§ Passage shown:
+---+

Optimal Binning for Numerical Variables using Dynamic Programming

Performs supervised discretization of continuous numerical variables using a greedy heuristic approach that resembles Dynamic Programming. This method is particularly effective at strictly enforcing monotonic trends (ascending or descending) in the Weight of Evidence (WoE), which is critical for the interpretability of logistic regression models in credit scoring.

Usage

ob_numerical_dp(
  feature,
  target,
  min_bins = 3,
  max_bins = 5,
  bin_cutoff = 0.05,
  max_n_prebins = 20,
  convergence_threshold = 1e-06,
  max_iterations = 1000,
  monotonic_trend = c("auto", "ascending", "descending", "none")
)

Arguments

feature

A numeric vector representing the continuous predictor variable. Missing values (NA) should be handled prior to binning, as they are not supported by this algorithm.

target

An integer vector of binary outcomes (0/1) corresponding to each observation in feature. Must have the same length as feature.

min_bins

Integer. The minimum number of bins to produce. Must be \(\ge\) 2. Defaults to 3.

max_bins

Integer. The maximum number of bins to produce. Must be \(\ge\) min_bins. Defaults to 5.

bin_cutoff

Numeric. The minimum fraction of total observations required for a bin to be considered valid. Bins with frequency < bin_cutoff will be merged. Value must be in (0, 1). Defaults to 0.05.

max_n_prebins

Integer. The number of initial quantiles to generate during the pre-binning phase. Defaults to 20.

convergence_threshold

Numeric. The threshold for the change in metrics to determine convergence during the iterative merging process. Defaults to 1e-6.

max_iterations

Integer. Safety limit for the maximum number of merging iterations. Defaults to 1000.

monotonic_trend

Character string specifying the desired direction of the Weight of Evidence (WoE) trend.

"auto": Automatically determines the most likely trend (ascending or descending) based on the correlation between the feature and the target.
"ascending": Forces the WoE to increase as the feature value increases.

+---+

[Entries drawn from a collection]
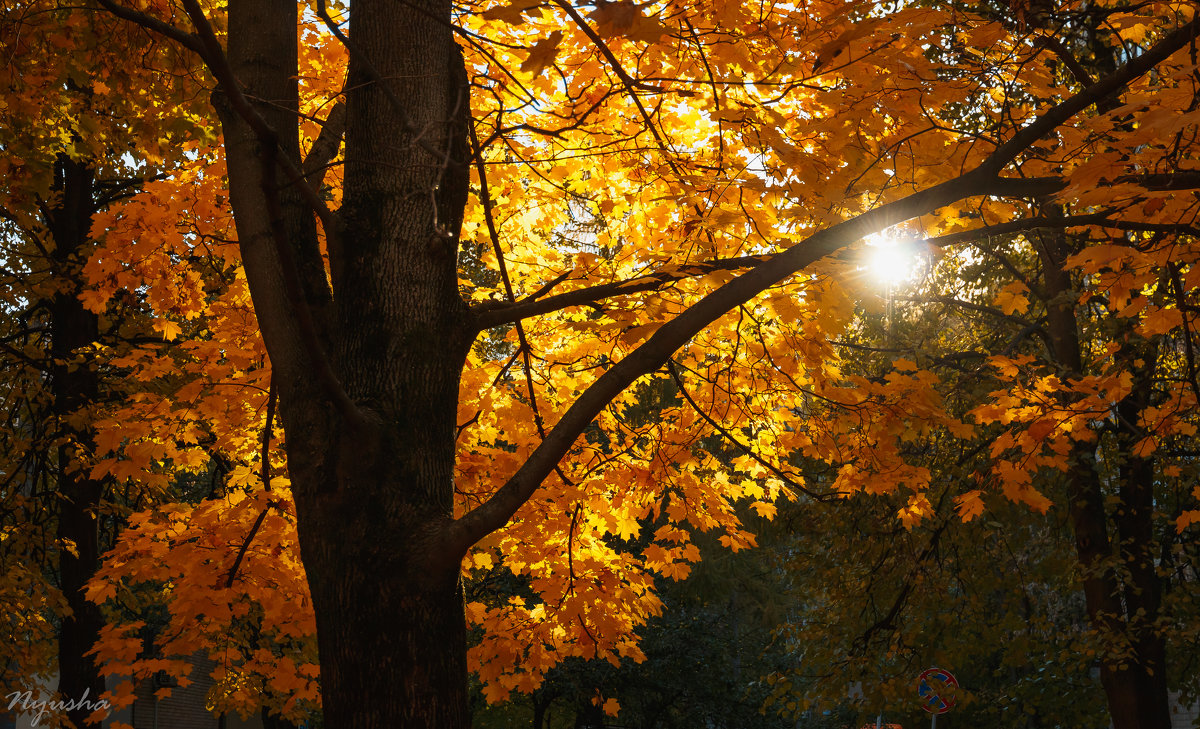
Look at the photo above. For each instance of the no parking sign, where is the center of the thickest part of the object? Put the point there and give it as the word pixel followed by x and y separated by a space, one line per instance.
pixel 937 688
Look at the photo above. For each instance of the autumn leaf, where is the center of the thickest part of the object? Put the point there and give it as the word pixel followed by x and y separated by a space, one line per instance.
pixel 624 18
pixel 1012 299
pixel 543 53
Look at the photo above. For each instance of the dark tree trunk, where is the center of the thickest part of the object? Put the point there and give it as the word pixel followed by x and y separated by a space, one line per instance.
pixel 1135 686
pixel 371 449
pixel 73 384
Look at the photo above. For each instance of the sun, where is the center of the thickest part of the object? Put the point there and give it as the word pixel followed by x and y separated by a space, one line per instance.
pixel 891 260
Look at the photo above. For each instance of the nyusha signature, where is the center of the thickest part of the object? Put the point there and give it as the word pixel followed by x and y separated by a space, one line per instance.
pixel 24 702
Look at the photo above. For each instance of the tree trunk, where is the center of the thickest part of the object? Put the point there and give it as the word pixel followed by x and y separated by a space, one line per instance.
pixel 1135 685
pixel 371 437
pixel 75 386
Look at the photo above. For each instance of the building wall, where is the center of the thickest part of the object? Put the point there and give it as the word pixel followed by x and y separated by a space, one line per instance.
pixel 184 709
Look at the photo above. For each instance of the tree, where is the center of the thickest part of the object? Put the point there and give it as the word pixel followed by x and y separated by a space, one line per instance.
pixel 66 140
pixel 731 148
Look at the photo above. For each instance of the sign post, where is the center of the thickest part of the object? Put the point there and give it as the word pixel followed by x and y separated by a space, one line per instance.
pixel 937 688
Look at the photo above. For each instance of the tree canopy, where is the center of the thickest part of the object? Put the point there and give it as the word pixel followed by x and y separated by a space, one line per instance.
pixel 393 296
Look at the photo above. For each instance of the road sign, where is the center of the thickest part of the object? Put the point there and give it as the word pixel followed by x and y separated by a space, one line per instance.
pixel 937 688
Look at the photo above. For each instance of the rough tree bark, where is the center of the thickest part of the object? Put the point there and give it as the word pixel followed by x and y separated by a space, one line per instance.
pixel 1123 612
pixel 73 386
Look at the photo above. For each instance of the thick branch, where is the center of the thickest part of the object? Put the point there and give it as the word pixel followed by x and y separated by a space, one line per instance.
pixel 493 314
pixel 671 336
pixel 325 146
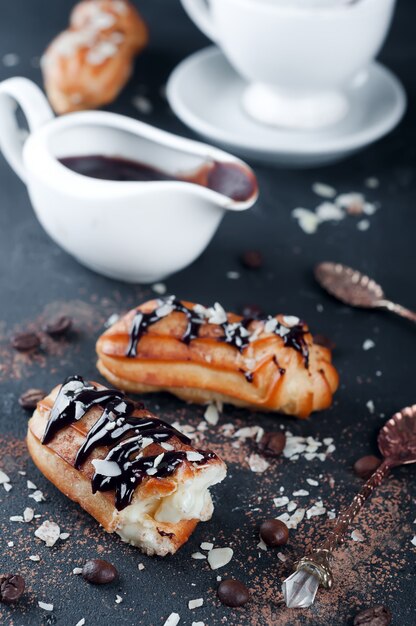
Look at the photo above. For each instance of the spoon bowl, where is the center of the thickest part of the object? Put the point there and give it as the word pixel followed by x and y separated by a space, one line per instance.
pixel 397 438
pixel 356 289
pixel 349 285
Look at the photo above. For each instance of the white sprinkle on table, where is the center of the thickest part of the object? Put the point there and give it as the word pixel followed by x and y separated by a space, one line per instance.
pixel 211 415
pixel 219 557
pixel 10 60
pixel 363 225
pixel 323 190
pixel 143 105
pixel 159 288
pixel 356 535
pixel 195 604
pixel 173 620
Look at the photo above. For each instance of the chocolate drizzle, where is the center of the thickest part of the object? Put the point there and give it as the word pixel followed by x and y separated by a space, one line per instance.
pixel 236 334
pixel 127 435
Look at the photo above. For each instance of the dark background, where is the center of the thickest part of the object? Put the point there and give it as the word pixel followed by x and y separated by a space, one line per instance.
pixel 38 279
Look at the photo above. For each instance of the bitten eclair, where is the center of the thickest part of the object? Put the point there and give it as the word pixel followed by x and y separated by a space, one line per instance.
pixel 134 473
pixel 204 354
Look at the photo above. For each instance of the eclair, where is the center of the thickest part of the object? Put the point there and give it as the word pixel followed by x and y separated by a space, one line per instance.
pixel 204 354
pixel 133 472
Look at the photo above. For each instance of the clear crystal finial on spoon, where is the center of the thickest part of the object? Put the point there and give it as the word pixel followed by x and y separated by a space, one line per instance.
pixel 397 444
pixel 356 289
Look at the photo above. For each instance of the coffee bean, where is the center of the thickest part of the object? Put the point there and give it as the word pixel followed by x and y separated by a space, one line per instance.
pixel 12 587
pixel 233 593
pixel 272 443
pixel 374 616
pixel 366 466
pixel 252 311
pixel 99 572
pixel 252 259
pixel 30 398
pixel 58 326
pixel 23 342
pixel 274 532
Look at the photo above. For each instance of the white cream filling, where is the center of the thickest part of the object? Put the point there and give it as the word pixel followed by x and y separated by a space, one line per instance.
pixel 190 500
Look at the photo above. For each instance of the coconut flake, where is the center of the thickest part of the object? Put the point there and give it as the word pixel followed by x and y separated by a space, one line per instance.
pixel 3 478
pixel 219 557
pixel 159 288
pixel 195 604
pixel 48 532
pixel 173 620
pixel 323 190
pixel 106 468
pixel 37 496
pixel 356 535
pixel 28 514
pixel 211 415
pixel 283 501
pixel 363 225
pixel 257 463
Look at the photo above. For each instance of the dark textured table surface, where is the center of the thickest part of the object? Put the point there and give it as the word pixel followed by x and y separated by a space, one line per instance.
pixel 38 279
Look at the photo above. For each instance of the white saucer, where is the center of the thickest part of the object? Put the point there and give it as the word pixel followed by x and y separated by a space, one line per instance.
pixel 205 93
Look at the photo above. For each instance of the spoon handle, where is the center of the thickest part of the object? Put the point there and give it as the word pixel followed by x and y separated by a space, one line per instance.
pixel 398 309
pixel 346 517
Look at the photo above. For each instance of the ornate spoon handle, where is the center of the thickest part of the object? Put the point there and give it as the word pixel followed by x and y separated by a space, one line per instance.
pixel 346 517
pixel 398 309
pixel 320 558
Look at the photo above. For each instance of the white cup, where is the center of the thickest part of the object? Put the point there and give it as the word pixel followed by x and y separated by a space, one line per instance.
pixel 297 56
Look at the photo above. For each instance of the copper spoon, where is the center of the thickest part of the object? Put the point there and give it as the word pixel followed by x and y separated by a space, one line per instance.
pixel 356 289
pixel 397 444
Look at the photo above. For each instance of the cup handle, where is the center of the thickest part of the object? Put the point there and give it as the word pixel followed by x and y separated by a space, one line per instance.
pixel 36 109
pixel 199 12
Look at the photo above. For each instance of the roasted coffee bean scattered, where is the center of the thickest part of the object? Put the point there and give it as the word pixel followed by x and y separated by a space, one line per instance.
pixel 252 311
pixel 58 326
pixel 252 259
pixel 233 593
pixel 30 398
pixel 12 587
pixel 366 466
pixel 272 443
pixel 24 342
pixel 274 532
pixel 99 572
pixel 374 616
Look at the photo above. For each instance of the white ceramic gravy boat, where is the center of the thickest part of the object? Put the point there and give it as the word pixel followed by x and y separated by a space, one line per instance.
pixel 131 231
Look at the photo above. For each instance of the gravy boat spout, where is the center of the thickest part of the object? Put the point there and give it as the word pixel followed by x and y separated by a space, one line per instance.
pixel 136 229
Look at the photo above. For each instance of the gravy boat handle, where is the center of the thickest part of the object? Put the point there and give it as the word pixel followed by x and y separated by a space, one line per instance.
pixel 36 109
pixel 200 13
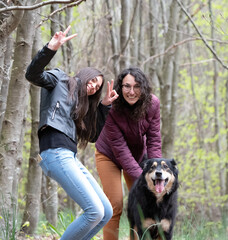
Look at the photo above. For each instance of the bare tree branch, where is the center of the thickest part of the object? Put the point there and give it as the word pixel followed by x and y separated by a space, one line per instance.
pixel 61 9
pixel 74 2
pixel 201 35
pixel 151 58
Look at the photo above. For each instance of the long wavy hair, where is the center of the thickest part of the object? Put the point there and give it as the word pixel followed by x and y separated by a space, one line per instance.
pixel 84 111
pixel 139 109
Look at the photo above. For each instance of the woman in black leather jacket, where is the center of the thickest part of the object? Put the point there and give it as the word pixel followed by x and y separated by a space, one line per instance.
pixel 69 109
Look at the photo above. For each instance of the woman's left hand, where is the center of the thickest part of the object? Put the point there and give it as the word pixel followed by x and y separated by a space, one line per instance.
pixel 111 95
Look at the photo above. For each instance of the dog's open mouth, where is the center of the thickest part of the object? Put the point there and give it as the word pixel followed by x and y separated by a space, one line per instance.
pixel 160 184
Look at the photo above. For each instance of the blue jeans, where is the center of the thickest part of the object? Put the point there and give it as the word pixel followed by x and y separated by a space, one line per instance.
pixel 62 165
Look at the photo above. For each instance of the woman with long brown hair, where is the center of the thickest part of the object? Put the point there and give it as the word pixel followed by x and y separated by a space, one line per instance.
pixel 68 114
pixel 131 130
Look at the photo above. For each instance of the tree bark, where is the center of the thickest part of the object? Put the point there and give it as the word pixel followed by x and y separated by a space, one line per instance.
pixel 33 189
pixel 16 105
pixel 6 78
pixel 166 85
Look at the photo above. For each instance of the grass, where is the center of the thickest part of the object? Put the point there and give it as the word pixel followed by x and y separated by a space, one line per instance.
pixel 188 228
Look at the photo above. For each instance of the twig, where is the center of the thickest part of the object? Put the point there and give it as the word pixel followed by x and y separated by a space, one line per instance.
pixel 201 35
pixel 60 10
pixel 38 5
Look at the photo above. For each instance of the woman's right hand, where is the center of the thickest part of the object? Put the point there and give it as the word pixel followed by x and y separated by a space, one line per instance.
pixel 59 39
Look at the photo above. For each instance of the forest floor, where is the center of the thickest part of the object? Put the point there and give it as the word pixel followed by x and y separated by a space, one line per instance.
pixel 49 238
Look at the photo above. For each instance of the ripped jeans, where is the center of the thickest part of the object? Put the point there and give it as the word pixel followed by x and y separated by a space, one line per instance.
pixel 62 165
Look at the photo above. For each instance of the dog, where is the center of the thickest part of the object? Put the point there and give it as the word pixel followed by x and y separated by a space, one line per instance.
pixel 152 200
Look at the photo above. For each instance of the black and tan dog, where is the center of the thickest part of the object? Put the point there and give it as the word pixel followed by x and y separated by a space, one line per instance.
pixel 152 202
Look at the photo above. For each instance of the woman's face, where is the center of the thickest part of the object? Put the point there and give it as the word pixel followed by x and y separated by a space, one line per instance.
pixel 94 85
pixel 131 89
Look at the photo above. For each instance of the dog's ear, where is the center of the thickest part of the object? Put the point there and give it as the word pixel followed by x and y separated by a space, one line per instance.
pixel 173 162
pixel 142 164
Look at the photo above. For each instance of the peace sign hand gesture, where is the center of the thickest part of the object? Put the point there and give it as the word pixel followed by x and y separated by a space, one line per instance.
pixel 59 39
pixel 111 95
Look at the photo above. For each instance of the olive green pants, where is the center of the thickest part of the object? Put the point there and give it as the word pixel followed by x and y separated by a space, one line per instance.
pixel 110 176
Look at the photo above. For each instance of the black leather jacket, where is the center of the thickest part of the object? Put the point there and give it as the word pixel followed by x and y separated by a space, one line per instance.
pixel 55 107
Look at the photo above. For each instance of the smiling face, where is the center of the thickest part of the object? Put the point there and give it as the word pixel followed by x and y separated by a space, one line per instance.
pixel 94 85
pixel 130 89
pixel 160 176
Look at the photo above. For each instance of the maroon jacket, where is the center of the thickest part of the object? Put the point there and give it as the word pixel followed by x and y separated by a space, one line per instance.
pixel 125 141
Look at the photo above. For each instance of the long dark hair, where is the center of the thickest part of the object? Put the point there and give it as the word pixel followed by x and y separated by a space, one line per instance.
pixel 84 112
pixel 138 110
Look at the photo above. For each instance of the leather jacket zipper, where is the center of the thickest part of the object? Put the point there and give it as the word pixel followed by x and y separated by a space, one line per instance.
pixel 56 107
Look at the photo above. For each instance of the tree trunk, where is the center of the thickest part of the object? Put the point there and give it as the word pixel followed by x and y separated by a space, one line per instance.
pixel 124 33
pixel 166 87
pixel 8 22
pixel 221 163
pixel 6 78
pixel 17 100
pixel 112 19
pixel 33 189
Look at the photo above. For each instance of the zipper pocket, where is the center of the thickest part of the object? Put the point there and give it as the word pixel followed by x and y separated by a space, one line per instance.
pixel 56 108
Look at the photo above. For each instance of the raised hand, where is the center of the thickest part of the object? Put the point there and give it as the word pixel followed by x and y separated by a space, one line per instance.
pixel 59 39
pixel 111 95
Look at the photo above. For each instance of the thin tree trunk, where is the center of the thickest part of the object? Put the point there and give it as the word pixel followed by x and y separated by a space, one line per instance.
pixel 16 105
pixel 7 25
pixel 167 85
pixel 114 38
pixel 6 78
pixel 33 189
pixel 124 33
pixel 216 107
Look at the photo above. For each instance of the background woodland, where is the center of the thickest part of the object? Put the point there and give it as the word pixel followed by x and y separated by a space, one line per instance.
pixel 182 46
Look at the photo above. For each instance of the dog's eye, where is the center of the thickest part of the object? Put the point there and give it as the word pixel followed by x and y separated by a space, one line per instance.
pixel 165 166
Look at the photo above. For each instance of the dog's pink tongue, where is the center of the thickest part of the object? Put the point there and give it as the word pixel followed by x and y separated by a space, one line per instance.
pixel 159 187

+---+

§ Task 1: In the binning documentation, reproduce everything from "A numeric vector" down to "length as feature.", substituting "explanatory variable" for "predictor variable".
§ Task 2: Render everything in the listing from the line containing "dog's eye, where" down to the end of the listing as a Markdown table, with a column Index for the row number and a column Entry for the line. Omit blank lines.

§ Final answer 1:
A numeric vector representing the continuous explanatory variable. Missing values (NA) should be handled prior to binning, as they are not supported by this algorithm.

target

An integer vector of binary outcomes (0/1) corresponding to each observation in feature. Must have the same length as feature.

§ Final answer 2:
| Index | Entry |
|---|---|
| 1 | Look at the photo above. For each instance of the dog's eye, where is the center of the thickest part of the object? Put the point there and give it as the word pixel followed by x and y separated by a space, one line per instance. |
| 2 | pixel 165 166 |
| 3 | Look at the photo above. For each instance of the dog's pink tongue, where is the center of the thickest part of the object? Put the point there and give it as the word pixel followed by x and y separated by a space, one line per instance. |
| 4 | pixel 159 187 |